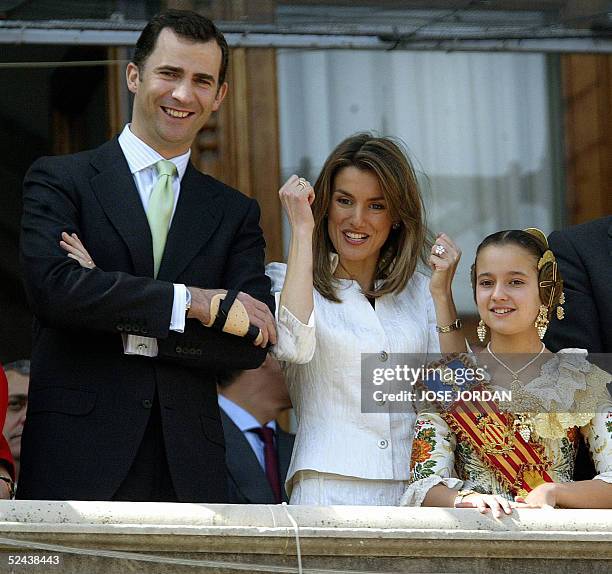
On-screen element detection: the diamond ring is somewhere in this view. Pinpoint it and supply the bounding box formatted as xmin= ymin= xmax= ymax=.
xmin=434 ymin=244 xmax=446 ymax=256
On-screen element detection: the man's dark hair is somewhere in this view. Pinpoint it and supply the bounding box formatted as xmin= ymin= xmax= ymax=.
xmin=132 ymin=9 xmax=229 ymax=87
xmin=3 ymin=360 xmax=30 ymax=377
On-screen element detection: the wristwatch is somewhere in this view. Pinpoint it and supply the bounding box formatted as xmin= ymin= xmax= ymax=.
xmin=185 ymin=287 xmax=192 ymax=315
xmin=436 ymin=318 xmax=463 ymax=333
xmin=454 ymin=488 xmax=476 ymax=507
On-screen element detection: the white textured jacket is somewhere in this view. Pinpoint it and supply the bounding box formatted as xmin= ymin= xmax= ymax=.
xmin=267 ymin=260 xmax=440 ymax=493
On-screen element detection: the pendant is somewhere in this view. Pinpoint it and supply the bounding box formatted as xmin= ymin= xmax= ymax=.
xmin=513 ymin=416 xmax=531 ymax=442
xmin=518 ymin=426 xmax=531 ymax=442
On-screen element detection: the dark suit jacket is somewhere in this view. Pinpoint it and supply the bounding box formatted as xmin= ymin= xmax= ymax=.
xmin=17 ymin=138 xmax=273 ymax=502
xmin=545 ymin=216 xmax=612 ymax=353
xmin=220 ymin=409 xmax=294 ymax=504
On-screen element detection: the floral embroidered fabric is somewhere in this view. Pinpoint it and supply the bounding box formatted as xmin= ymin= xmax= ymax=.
xmin=400 ymin=350 xmax=612 ymax=506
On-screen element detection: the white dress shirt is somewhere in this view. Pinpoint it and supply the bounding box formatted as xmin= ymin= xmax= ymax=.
xmin=267 ymin=257 xmax=440 ymax=502
xmin=218 ymin=394 xmax=277 ymax=471
xmin=117 ymin=124 xmax=190 ymax=357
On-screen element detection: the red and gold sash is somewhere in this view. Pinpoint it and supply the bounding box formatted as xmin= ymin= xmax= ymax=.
xmin=442 ymin=384 xmax=554 ymax=497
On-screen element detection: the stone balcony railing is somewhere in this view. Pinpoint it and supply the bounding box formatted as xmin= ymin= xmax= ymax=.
xmin=0 ymin=501 xmax=611 ymax=573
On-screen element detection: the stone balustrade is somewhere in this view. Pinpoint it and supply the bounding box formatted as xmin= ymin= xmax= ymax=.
xmin=0 ymin=501 xmax=610 ymax=573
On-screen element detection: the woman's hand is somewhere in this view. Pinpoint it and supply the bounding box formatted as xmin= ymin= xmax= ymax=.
xmin=515 ymin=483 xmax=557 ymax=509
xmin=60 ymin=232 xmax=96 ymax=269
xmin=458 ymin=493 xmax=518 ymax=518
xmin=278 ymin=175 xmax=315 ymax=235
xmin=429 ymin=232 xmax=461 ymax=299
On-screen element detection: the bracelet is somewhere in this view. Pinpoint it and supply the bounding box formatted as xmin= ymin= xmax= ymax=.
xmin=436 ymin=318 xmax=463 ymax=333
xmin=0 ymin=476 xmax=15 ymax=499
xmin=453 ymin=488 xmax=476 ymax=507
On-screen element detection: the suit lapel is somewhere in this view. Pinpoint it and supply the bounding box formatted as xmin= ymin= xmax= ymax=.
xmin=158 ymin=163 xmax=221 ymax=281
xmin=220 ymin=410 xmax=275 ymax=504
xmin=90 ymin=139 xmax=154 ymax=277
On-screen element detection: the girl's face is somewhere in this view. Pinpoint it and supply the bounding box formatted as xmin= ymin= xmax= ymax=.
xmin=475 ymin=243 xmax=542 ymax=338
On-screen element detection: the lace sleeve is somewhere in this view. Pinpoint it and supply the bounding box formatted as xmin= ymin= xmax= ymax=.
xmin=400 ymin=412 xmax=462 ymax=506
xmin=582 ymin=398 xmax=612 ymax=484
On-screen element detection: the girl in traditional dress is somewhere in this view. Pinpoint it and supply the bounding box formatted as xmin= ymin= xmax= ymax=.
xmin=401 ymin=228 xmax=612 ymax=515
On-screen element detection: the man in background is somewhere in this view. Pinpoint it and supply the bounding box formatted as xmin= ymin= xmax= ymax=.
xmin=545 ymin=216 xmax=612 ymax=353
xmin=2 ymin=360 xmax=29 ymax=480
xmin=218 ymin=356 xmax=294 ymax=504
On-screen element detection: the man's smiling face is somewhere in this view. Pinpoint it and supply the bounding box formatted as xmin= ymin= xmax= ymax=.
xmin=126 ymin=27 xmax=227 ymax=158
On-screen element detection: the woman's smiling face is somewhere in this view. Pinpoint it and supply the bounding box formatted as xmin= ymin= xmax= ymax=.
xmin=327 ymin=166 xmax=394 ymax=273
xmin=475 ymin=243 xmax=542 ymax=338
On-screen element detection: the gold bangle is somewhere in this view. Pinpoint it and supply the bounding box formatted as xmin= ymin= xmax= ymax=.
xmin=436 ymin=318 xmax=463 ymax=333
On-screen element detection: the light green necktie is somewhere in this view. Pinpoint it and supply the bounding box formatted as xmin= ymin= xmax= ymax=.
xmin=147 ymin=160 xmax=177 ymax=277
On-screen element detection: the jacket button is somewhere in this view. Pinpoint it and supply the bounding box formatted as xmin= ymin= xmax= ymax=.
xmin=142 ymin=399 xmax=153 ymax=409
xmin=116 ymin=324 xmax=124 ymax=332
xmin=379 ymin=351 xmax=388 ymax=362
xmin=141 ymin=328 xmax=149 ymax=335
xmin=377 ymin=439 xmax=389 ymax=449
xmin=176 ymin=346 xmax=183 ymax=354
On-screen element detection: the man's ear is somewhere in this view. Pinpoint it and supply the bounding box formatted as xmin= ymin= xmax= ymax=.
xmin=126 ymin=62 xmax=140 ymax=94
xmin=212 ymin=82 xmax=228 ymax=112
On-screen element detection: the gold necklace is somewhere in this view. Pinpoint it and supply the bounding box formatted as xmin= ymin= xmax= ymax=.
xmin=486 ymin=342 xmax=546 ymax=442
xmin=486 ymin=342 xmax=545 ymax=385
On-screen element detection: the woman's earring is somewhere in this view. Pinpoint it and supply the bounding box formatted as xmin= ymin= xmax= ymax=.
xmin=477 ymin=320 xmax=487 ymax=343
xmin=557 ymin=291 xmax=565 ymax=320
xmin=535 ymin=304 xmax=549 ymax=339
xmin=392 ymin=222 xmax=400 ymax=230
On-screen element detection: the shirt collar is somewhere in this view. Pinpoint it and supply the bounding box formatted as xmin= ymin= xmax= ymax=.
xmin=218 ymin=394 xmax=277 ymax=433
xmin=118 ymin=124 xmax=191 ymax=180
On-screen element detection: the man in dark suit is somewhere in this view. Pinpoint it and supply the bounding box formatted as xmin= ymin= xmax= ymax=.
xmin=17 ymin=10 xmax=275 ymax=502
xmin=544 ymin=215 xmax=612 ymax=482
xmin=218 ymin=356 xmax=294 ymax=504
xmin=545 ymin=216 xmax=612 ymax=353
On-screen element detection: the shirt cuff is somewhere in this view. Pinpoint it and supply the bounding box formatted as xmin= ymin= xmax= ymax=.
xmin=170 ymin=283 xmax=187 ymax=333
xmin=270 ymin=293 xmax=316 ymax=364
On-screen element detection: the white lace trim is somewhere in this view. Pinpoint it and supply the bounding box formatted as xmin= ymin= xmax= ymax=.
xmin=593 ymin=472 xmax=612 ymax=485
xmin=522 ymin=349 xmax=590 ymax=411
xmin=399 ymin=476 xmax=462 ymax=507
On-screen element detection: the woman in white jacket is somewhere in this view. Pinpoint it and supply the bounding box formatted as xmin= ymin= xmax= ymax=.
xmin=269 ymin=133 xmax=461 ymax=505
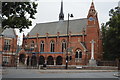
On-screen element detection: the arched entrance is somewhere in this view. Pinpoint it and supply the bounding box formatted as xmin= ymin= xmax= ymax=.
xmin=31 ymin=55 xmax=37 ymax=66
xmin=56 ymin=56 xmax=63 ymax=65
xmin=39 ymin=56 xmax=45 ymax=65
xmin=19 ymin=54 xmax=26 ymax=64
xmin=47 ymin=56 xmax=54 ymax=65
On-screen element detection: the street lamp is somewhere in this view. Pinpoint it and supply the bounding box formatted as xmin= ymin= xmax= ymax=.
xmin=65 ymin=13 xmax=73 ymax=69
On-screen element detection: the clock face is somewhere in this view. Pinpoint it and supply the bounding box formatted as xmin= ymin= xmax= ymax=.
xmin=89 ymin=17 xmax=94 ymax=21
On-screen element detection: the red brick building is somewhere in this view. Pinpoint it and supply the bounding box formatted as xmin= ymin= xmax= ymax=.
xmin=20 ymin=1 xmax=102 ymax=66
xmin=0 ymin=28 xmax=18 ymax=66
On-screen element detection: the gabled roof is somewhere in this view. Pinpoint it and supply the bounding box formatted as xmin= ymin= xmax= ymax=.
xmin=1 ymin=28 xmax=16 ymax=38
xmin=29 ymin=18 xmax=87 ymax=36
xmin=80 ymin=42 xmax=88 ymax=52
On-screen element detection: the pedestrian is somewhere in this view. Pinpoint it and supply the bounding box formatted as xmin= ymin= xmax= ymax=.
xmin=43 ymin=63 xmax=47 ymax=69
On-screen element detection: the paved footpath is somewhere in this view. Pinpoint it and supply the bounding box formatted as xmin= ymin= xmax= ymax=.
xmin=2 ymin=67 xmax=119 ymax=78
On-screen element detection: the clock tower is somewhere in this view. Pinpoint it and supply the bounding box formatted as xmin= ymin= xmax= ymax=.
xmin=86 ymin=1 xmax=102 ymax=61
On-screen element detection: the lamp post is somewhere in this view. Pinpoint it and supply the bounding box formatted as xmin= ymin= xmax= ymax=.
xmin=65 ymin=13 xmax=73 ymax=69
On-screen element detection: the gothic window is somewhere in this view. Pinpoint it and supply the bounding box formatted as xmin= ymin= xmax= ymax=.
xmin=62 ymin=40 xmax=67 ymax=52
xmin=4 ymin=39 xmax=11 ymax=51
xmin=50 ymin=40 xmax=55 ymax=52
xmin=31 ymin=40 xmax=35 ymax=48
xmin=75 ymin=49 xmax=82 ymax=59
xmin=79 ymin=52 xmax=82 ymax=58
xmin=75 ymin=51 xmax=78 ymax=58
xmin=40 ymin=41 xmax=44 ymax=52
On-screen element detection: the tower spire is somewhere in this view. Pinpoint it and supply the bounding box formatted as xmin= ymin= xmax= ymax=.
xmin=87 ymin=1 xmax=98 ymax=26
xmin=90 ymin=1 xmax=95 ymax=11
xmin=59 ymin=0 xmax=64 ymax=20
xmin=87 ymin=1 xmax=97 ymax=17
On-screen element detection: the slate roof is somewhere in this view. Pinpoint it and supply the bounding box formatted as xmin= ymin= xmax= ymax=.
xmin=29 ymin=18 xmax=87 ymax=36
xmin=1 ymin=28 xmax=16 ymax=38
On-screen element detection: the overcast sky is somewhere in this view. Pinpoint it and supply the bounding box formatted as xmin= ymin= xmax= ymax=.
xmin=15 ymin=0 xmax=120 ymax=45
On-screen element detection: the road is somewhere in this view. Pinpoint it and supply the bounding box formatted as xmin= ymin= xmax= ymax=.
xmin=2 ymin=68 xmax=119 ymax=79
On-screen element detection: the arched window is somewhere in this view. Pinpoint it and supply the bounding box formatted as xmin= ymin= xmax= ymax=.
xmin=79 ymin=52 xmax=82 ymax=58
xmin=40 ymin=41 xmax=44 ymax=52
xmin=62 ymin=40 xmax=67 ymax=52
xmin=75 ymin=49 xmax=82 ymax=59
xmin=50 ymin=40 xmax=55 ymax=52
xmin=31 ymin=40 xmax=35 ymax=48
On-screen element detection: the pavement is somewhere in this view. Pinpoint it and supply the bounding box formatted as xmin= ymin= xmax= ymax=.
xmin=37 ymin=69 xmax=117 ymax=73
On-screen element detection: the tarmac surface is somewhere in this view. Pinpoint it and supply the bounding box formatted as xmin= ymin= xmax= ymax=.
xmin=2 ymin=67 xmax=119 ymax=78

▶ _TASK STATEMENT_
Reproduce the lines from the one containing "On-screen element detection: the clock tower" to the end of the entries, keeping both ends and adding nothing.

▶ _YOUR RESPONSE_
On-screen element detection: the clock tower is somewhere in this view. Pinpoint it and supply the bounding box formatted as xmin= ymin= xmax= ymax=.
xmin=86 ymin=1 xmax=102 ymax=61
On-screen element detection: the lamp post is somewhere in this view. Pinpoint it and supply the bounding box formatted as xmin= ymin= xmax= ymax=.
xmin=65 ymin=13 xmax=73 ymax=69
On-screen element detection: the gothic window is somewhere in this view. Pinpoint it and supply the bounding box formatted as xmin= ymin= xmax= ymax=.
xmin=62 ymin=40 xmax=67 ymax=52
xmin=4 ymin=39 xmax=11 ymax=51
xmin=50 ymin=40 xmax=55 ymax=52
xmin=31 ymin=40 xmax=35 ymax=48
xmin=75 ymin=49 xmax=82 ymax=59
xmin=79 ymin=52 xmax=82 ymax=58
xmin=75 ymin=51 xmax=78 ymax=58
xmin=40 ymin=41 xmax=44 ymax=52
On-screen element detection: the tower spire is somewhere in this view. Pinpoint it and supply the bounding box formatted as xmin= ymin= xmax= ymax=.
xmin=87 ymin=1 xmax=98 ymax=26
xmin=90 ymin=1 xmax=95 ymax=11
xmin=59 ymin=0 xmax=64 ymax=20
xmin=87 ymin=1 xmax=97 ymax=17
On-screen element detection: the slate roof is somewhere in this view. Pinpoint it and supply the bounding box formatted as xmin= ymin= xmax= ymax=.
xmin=29 ymin=18 xmax=87 ymax=36
xmin=1 ymin=28 xmax=16 ymax=38
On-screen element detection: the overcast sky is somewhere in this view. Pinpoint it and supply the bounding box formatted as xmin= ymin= xmax= ymax=.
xmin=15 ymin=0 xmax=120 ymax=45
On-screen element detection: the road is somewhere in this view. Pinpoint it and supply the bounding box formatted as xmin= ymin= xmax= ymax=.
xmin=2 ymin=68 xmax=119 ymax=79
On-screen element detection: the arched window is somewhere in this view. Pinpoint it and supply the bounding box formatted as xmin= ymin= xmax= ymax=.
xmin=79 ymin=52 xmax=82 ymax=58
xmin=40 ymin=41 xmax=44 ymax=52
xmin=62 ymin=40 xmax=67 ymax=52
xmin=75 ymin=49 xmax=82 ymax=59
xmin=50 ymin=40 xmax=55 ymax=52
xmin=31 ymin=40 xmax=35 ymax=48
On-screen element detection: the pavement is somewhere in this view. Pinpoint it and supply the bounding box formatted as xmin= ymin= xmax= ymax=.
xmin=37 ymin=69 xmax=117 ymax=73
On-screen element detection: the tarmac surface is somewhere in this view. Pinpoint it and supply the bounding box formatted as xmin= ymin= xmax= ymax=.
xmin=2 ymin=67 xmax=119 ymax=78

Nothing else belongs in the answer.